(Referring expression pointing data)
=== Section Start ===
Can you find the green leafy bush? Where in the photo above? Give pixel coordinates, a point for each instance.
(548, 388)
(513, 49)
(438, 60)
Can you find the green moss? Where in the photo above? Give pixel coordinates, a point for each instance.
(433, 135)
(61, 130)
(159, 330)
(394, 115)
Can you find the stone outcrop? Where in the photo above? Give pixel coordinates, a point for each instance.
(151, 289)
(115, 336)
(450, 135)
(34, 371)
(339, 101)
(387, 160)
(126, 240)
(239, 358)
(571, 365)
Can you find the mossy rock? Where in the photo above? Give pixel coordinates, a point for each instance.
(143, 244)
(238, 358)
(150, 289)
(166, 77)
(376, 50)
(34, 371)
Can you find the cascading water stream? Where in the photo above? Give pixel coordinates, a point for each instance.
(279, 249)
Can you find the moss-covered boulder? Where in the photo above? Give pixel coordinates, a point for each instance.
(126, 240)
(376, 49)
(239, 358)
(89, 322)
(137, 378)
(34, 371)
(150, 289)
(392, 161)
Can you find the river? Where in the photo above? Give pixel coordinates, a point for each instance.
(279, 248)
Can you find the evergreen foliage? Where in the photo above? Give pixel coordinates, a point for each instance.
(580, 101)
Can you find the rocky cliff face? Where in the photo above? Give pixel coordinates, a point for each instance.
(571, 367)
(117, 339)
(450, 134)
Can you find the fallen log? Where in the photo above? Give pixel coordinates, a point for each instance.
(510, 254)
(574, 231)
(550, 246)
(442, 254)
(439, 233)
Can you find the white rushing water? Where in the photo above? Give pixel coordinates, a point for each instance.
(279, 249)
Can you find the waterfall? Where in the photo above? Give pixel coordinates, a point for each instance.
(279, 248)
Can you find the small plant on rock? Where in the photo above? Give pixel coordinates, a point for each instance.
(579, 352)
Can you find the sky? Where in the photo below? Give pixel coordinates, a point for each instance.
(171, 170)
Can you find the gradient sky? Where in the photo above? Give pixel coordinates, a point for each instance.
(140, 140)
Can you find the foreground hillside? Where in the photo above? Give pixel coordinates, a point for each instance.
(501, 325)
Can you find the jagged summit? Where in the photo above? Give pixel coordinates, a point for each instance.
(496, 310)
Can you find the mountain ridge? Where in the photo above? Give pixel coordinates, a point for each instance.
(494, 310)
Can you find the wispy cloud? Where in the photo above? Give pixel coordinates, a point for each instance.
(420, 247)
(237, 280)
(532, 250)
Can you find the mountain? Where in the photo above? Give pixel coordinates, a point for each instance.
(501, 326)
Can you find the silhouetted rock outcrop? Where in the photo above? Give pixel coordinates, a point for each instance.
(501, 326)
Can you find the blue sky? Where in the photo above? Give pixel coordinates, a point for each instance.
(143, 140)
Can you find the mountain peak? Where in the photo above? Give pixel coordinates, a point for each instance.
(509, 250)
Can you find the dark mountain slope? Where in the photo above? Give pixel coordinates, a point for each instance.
=== Section End ===
• Brief:
Reproduce the data above in full. Leave nothing out.

• Finished exercise:
Can you find the green leafy bush? Where in the photo above? Give pixel coordinates, a point for each instance.
(548, 388)
(513, 49)
(438, 60)
Can you find the green moss? Where in the photo above? Give pixel coordinates, a point for each instance.
(433, 135)
(61, 130)
(159, 330)
(394, 115)
Can you find the stone outcrop? Where in the photo above? Give pixel coordinates, a point for each instance.
(151, 289)
(115, 336)
(450, 135)
(34, 371)
(339, 101)
(387, 160)
(126, 240)
(239, 358)
(571, 365)
Can you find the mossy rock? Where in the photo above? Give pixel coordinates, a point for each instance.
(143, 244)
(238, 358)
(150, 289)
(166, 77)
(376, 50)
(34, 371)
Can you find the cascading water stream? Where in the photo above? Give pixel coordinates, a point for each instance.
(279, 249)
Can you find the moss-covered boulder? Where in the photo above? Give pixel coordinates, a point for each instance.
(126, 240)
(376, 49)
(239, 358)
(89, 322)
(137, 378)
(34, 371)
(150, 289)
(392, 161)
Can you find the river? Where in the photo above? Give pixel coordinates, a point for each instance.
(279, 248)
Can you find the evergreen foliage? Where in the photo above? Give pixel coordinates, a point for each instance.
(580, 101)
Can you find the rocky cliff face? Where in the photo above? Give pixel coordinates, a point for each instance.
(571, 367)
(117, 339)
(450, 134)
Can you find the fallen log? Where in the photo above? Give pixel coordinates, a point for each instance.
(510, 254)
(574, 231)
(550, 246)
(442, 254)
(439, 233)
Can you find the white rushing water? Where in the photo above? Give pixel coordinates, a point for each instance.
(279, 249)
Can you find the waterfall? Where in the photo above? Give pixel coordinates, a point for each instance.
(279, 248)
Can you find the small plant on rock? Where in the photo above? Give pixel coordinates, a point for each instance.
(579, 352)
Can you find the sky? Where in the photo below? Give pixel coordinates, a point for each instance.
(171, 170)
Can you find the gradient sky? Where in the photo above? Give pixel coordinates, a point for each instance.
(140, 140)
Can you find the foreground hillside? Where in the photo above? Give pixel coordinates, a point for each instance.
(501, 325)
Can you find the jagged summit? Where in the photo above? Give pixel coordinates, a point for each instance.
(496, 310)
Can you find the mountain ridge? Where in the photo above? Give pixel coordinates, a point for each instance.
(494, 310)
Can you find the wispy cloud? Where in the photo above? Give pixel coordinates, a point for each instance.
(420, 247)
(237, 280)
(532, 250)
Can you find the mountain? Where in the photo above? Give pixel coordinates, a point for each instance.
(501, 326)
Can you find the silhouetted rock outcrop? Where in the photo above? Give pixel coordinates, a point for each instance.
(501, 326)
Can you find the blue sky? Where in the photo above? Give pixel coordinates, a point for each instance.
(143, 140)
Can you find the mountain peak? Where in the photo above? Give pixel coordinates, a point for each instance.
(509, 250)
Can you find the dark mountain slope? Where in the photo above? Give pixel coordinates, a point for each instance.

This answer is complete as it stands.